**ARTICLE**
□ □ □ □ □

Section 7. QUORUM. Five (5) members shall constitute a quorum for the transaction of business at a meeting of the members. The members present at a duly called or duly held meeting at which a quorum is present may continue to transact business until adjournment, notwithstanding the withdrawal of enough members to leave less than a quorum, if any action taken (other than adjournment) is approved by at least a majority of the members required to constitute a quorum.
Section 8. RULES OF ORDER. Except where otherwise provided in these by-laws, all meetings of the membership shall be conducted according to the then current edition of Robert’s New Revised Rules of Order.
Section 9. VOTING. Voting may be by voice or by ballot, provided that any election of officers be by ballot if demanded by any member before the voting begins.
Section 10. RECORD DATE FOR MEMBER NOTICE OF VOTING. For the purpose of determining which members are entitled to receive notice of any meeting to vote, the Executive Board may fix, in advance a “record date” which shall not be more than sixty (60) nor fewer than five (5) days before the date of any such meeting. Only members of record on the date so fixed are entitled to notice or to vote, except as otherwise provided in the articles of incorporation, by agreement, or in the California Nonprofit Public Benefit Corporation Law.
Section 1. OFFICERS. The officers of the Grad Nite Boosters shall be a President, a Vice-President, a Secretary and a Treasurer.
Section 2. ELECTION OF OFFICERS. Officers shall be elected or appointed in accordance with the provision of Article IX of these by-laws.
Section 3. POWERS. The officers shall exercise the powers of the Grad Nite Boosters, control its property, and conduct its affairs, except as otherwise provided by law.
Section 4. QUALIFICATIONS. Any member of the Grad Nite Boosters is qualified to be elected an officer as provided in these by-laws.

□ □ □ □ □

**REQUIRED TASK 1**
Please write out the passage of the by-laws starting with "Section 1. OFFICERS." and going on through "of these by-laws.".
**REQUIRED TASK 2**
Answer these questions from the by-laws:
(a) How many members constitute a quorum at a meeting of the members?
(b) Which rules of order govern meetings of the membership when the by-laws provide nothing else?
(c) What officers does the Grad Nite Boosters have?
**REQUIRED TASK 3**
Carry on with the by-laws, picking up after Section 4.

**PROVIDED MATERIAL**
□ □ □ □ □

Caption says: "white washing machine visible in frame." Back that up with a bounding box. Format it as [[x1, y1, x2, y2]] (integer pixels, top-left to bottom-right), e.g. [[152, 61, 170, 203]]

□ □ □ □ □

**RESULT 1**
Section 1. OFFICERS. The officers of the Grad Nite Boosters shall be a President, a Vice-President, a Secretary and a Treasurer.
Section 2. ELECTION OF OFFICERS. Officers shall be elected or appointed in accordance with the provision of Article IX of these by-laws.

**RESULT 2**
(a) Five (5) members.
(b) The then current edition of Robert's New Revised Rules of Order.
(c) A President, a Vice-President, a Secretary and a Treasurer.

**RESULT 3**
Section 5. RESIGNATIONS. Any officer may resign effective on giving written notice to the President, the secretary or the Executive Board. If the notice specifies a later time for that resignation to become effective, the Executive Board may, before the effective date of the resignation, elect a successor to take office upon the effective date of the resignation. In the event of an immediate resignation, the executive board may appoint a successor to take office upon appointment. At the discretion of the Executive Board, three (3) unexcused consecutive absences from regular meetings of the Executive Board shall constitute resignation, effective at the conclusion of the third such meeting. Three (3) unexcused absences in one fiscal year from regular meetings of the Executive Board shall be grounds for removal by a majority vote of the Executive Board, such removal to take effect upon such vote.
Section 6. REMOVAL FROM OFFICE. Any officer may be removed from office upon the vote of two thirds (2/3) of the membership present at a regular meeting.
Section 7. COMPENSATION. Officers shall serve without compensation.
Section 8. ORDER OF SUCCESSION OF OFFICERS. In the event of a vacancy in the office of President, the duties of that office shall be assumed first by the Vice-President. In the event the Vice-President is unable to continue as Acting President, the following order of succession shall be established: Secretary, Treasurer.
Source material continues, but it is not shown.